##### Extract
The United Nations Command Security Battalion—Joint Security Area was constituted on May 5, 1952, as Army Unit 8020, United Nations Command Military Armistice Commission Support Group (Provisional). Originally authorized five officers and ten enlisted soldiers, the unit quickly grew to over 1,400 officers and men charged with supporting almost 32,000 soldiers, civilians, and diplomats involved in negotiating and then enforcing the Armistice Agreement. By the end of February 1954 the scope of work declined considerably and the number of soldiers assigned to the unit declined as well.

For the next fifty years the unit underwent several organizational and name changes, although the original mission to secure the Joint Security Area remains the same today as it was in 1952. On June 11, 1979, the name was changed from US Army Support Group (Joint Security Area) to United Nations Command Support Group—Joint Security Area, and further changed to United Nations Command Security Force—Joint Security Area on December 23, 1985. On October 15, 1994, UNC Commander directed that the unit be known by its present designation, the United Nations Command Security Battalion—Joint Security Area .
##########
##### Provided material
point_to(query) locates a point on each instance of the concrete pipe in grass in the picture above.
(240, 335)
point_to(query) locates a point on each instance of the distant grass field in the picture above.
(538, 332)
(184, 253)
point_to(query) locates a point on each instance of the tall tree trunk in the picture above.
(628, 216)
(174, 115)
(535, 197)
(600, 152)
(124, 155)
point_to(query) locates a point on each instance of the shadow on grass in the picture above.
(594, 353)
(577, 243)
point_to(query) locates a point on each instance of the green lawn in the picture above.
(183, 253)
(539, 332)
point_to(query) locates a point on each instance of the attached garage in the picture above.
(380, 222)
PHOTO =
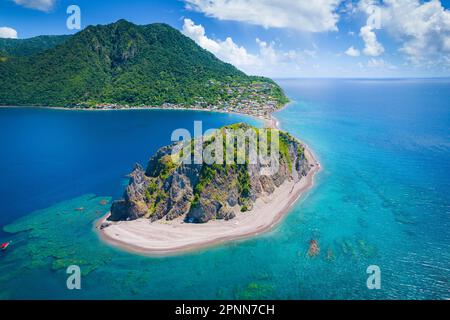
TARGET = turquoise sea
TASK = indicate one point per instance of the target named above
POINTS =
(381, 199)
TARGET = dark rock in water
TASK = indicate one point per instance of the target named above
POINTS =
(314, 248)
(200, 192)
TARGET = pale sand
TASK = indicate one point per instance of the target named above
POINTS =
(172, 237)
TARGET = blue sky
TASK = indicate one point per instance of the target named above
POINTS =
(276, 38)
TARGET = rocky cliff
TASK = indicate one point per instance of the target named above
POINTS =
(200, 192)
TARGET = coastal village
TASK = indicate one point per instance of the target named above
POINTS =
(254, 99)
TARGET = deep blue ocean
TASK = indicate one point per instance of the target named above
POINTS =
(381, 199)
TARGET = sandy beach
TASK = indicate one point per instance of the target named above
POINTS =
(173, 237)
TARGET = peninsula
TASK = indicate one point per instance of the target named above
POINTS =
(169, 208)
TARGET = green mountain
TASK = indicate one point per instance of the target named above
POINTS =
(204, 192)
(126, 64)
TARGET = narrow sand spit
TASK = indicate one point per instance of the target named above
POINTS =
(172, 237)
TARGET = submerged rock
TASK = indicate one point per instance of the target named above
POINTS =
(314, 248)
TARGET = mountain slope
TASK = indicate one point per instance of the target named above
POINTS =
(203, 192)
(31, 46)
(126, 64)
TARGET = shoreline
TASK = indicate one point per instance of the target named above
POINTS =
(168, 238)
(267, 121)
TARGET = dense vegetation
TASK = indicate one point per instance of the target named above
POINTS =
(29, 47)
(120, 63)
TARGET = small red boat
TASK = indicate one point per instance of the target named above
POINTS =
(5, 245)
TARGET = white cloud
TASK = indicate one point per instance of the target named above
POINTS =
(6, 32)
(267, 61)
(310, 16)
(380, 64)
(371, 45)
(42, 5)
(352, 52)
(422, 28)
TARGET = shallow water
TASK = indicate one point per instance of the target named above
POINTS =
(380, 199)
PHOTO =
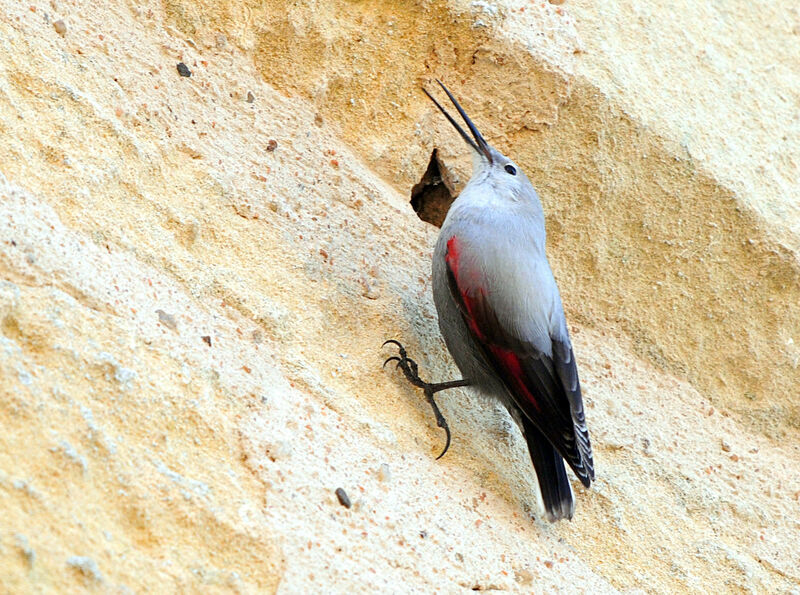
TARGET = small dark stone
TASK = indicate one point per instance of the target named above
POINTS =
(344, 499)
(168, 320)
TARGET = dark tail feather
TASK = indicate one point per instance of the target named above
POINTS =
(553, 483)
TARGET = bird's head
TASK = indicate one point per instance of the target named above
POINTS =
(488, 164)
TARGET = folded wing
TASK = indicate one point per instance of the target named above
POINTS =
(545, 387)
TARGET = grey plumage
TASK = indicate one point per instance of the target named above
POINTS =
(501, 316)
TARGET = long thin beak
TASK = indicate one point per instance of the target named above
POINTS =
(479, 144)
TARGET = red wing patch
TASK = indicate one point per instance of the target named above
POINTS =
(531, 377)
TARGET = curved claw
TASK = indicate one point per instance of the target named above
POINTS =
(385, 343)
(390, 359)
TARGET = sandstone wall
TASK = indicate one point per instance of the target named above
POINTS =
(196, 275)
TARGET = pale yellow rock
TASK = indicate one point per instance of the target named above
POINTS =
(194, 288)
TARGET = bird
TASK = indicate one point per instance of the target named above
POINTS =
(501, 317)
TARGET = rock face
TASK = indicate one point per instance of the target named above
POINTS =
(197, 273)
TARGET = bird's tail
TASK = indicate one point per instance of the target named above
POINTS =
(553, 483)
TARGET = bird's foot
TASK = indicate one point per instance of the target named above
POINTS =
(410, 370)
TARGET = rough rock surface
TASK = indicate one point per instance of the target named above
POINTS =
(196, 275)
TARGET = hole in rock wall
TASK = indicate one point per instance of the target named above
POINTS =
(430, 197)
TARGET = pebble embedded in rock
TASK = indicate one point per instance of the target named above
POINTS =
(344, 499)
(168, 320)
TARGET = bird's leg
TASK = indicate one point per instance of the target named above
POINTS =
(409, 368)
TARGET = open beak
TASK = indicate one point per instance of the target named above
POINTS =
(479, 144)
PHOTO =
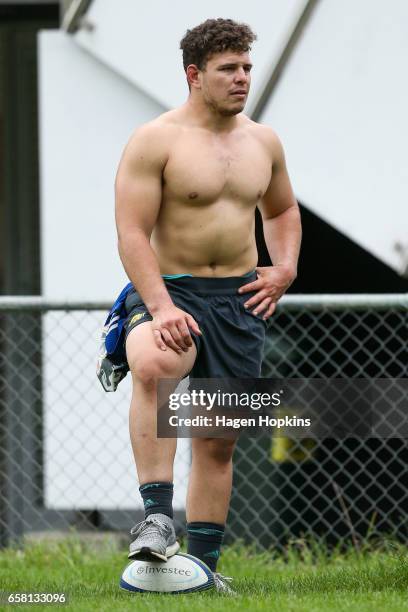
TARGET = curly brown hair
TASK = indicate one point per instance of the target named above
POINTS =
(215, 36)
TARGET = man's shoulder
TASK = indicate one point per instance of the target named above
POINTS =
(264, 133)
(156, 129)
(153, 138)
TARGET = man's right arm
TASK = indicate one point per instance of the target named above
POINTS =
(138, 193)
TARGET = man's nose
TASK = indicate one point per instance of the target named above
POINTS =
(240, 75)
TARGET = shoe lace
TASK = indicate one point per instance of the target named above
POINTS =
(221, 583)
(147, 526)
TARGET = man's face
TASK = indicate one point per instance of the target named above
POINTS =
(225, 82)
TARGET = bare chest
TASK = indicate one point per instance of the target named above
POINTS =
(201, 171)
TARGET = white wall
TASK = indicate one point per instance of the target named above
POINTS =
(87, 113)
(341, 110)
(140, 40)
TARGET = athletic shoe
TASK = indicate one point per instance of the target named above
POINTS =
(221, 584)
(155, 539)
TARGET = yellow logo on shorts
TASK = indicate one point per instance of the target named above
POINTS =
(137, 317)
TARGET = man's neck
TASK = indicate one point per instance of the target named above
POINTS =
(204, 116)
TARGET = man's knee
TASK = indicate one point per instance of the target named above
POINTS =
(219, 450)
(148, 370)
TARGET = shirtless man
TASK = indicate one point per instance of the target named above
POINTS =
(186, 192)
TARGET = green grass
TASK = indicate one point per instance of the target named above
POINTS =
(306, 578)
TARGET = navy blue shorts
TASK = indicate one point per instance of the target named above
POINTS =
(232, 341)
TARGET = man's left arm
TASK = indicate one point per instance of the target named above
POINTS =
(283, 232)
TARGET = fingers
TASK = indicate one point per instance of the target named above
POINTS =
(185, 335)
(262, 306)
(193, 325)
(159, 340)
(270, 311)
(254, 286)
(170, 341)
(256, 299)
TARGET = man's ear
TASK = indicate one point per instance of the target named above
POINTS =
(193, 79)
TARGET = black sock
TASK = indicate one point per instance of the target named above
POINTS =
(157, 498)
(204, 541)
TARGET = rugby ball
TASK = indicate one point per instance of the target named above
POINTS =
(182, 573)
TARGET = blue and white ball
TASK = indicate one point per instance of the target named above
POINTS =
(182, 573)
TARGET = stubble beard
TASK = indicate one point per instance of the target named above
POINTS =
(224, 111)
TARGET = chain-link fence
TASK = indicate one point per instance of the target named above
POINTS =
(65, 456)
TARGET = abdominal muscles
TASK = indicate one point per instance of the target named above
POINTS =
(215, 239)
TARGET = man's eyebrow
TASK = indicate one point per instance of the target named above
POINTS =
(233, 64)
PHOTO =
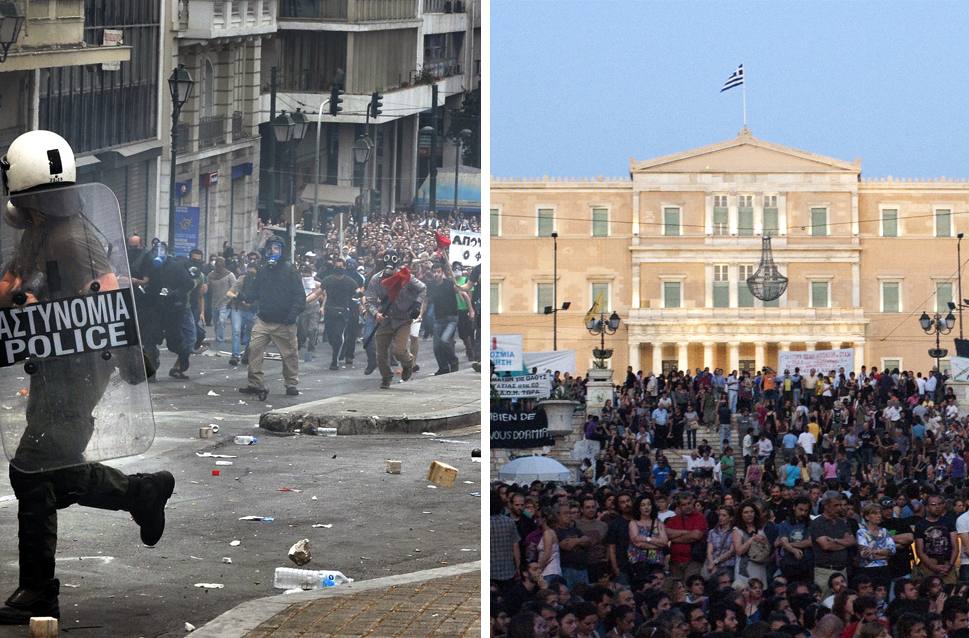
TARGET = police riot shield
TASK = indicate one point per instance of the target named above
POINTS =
(72, 374)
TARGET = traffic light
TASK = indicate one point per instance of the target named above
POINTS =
(336, 100)
(376, 104)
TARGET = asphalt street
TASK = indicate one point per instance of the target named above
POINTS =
(333, 491)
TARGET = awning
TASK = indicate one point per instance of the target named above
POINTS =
(469, 190)
(331, 195)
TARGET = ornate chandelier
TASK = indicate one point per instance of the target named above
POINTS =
(767, 284)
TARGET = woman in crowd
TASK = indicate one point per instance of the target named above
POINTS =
(720, 548)
(875, 546)
(748, 531)
(647, 539)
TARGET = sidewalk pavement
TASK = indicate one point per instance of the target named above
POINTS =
(423, 404)
(439, 603)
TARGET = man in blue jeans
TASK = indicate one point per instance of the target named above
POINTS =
(442, 292)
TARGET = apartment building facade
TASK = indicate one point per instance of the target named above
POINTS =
##########
▸ Given problem:
Reproduce the passage on the Joint Security Area battalion from "For the next" up to and including "Security Area .".

▸ Exercise output:
For the next fifty years the unit underwent several organizational and name changes, although the original mission to secure the Joint Security Area remains the same today as it was in 1952. On June 11, 1979, the name was changed from US Army Support Group (Joint Security Area) to United Nations Command Support Group—Joint Security Area, and further changed to United Nations Command Security Force—Joint Security Area on December 23, 1985. On October 15, 1994, UNC Commander directed that the unit be known by its present designation, the United Nations Command Security Battalion—Joint Security Area .